> _What you are asked to do_: Without the pictures, reproduce the records that follow exactly.

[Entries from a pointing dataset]
--- start ---

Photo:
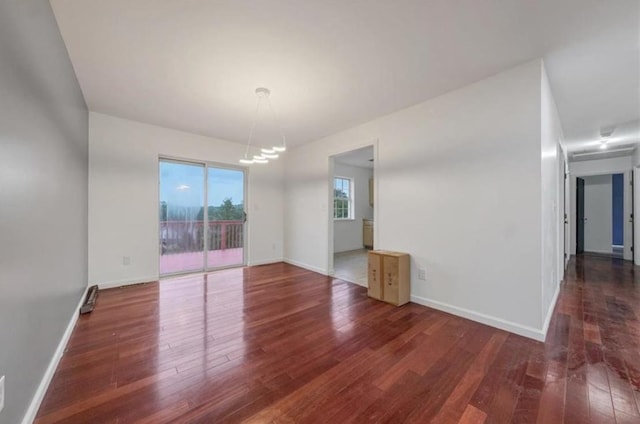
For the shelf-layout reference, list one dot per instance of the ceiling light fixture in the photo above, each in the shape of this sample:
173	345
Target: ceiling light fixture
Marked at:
265	153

--- end ---

> _Answer for the task_:
Photo:
For the shelf-layout reference, list one dot per instance of the ceiling light fixture in the photo above, each in the shape of this sample:
173	345
Target: ceiling light fixture
Marked at:
265	153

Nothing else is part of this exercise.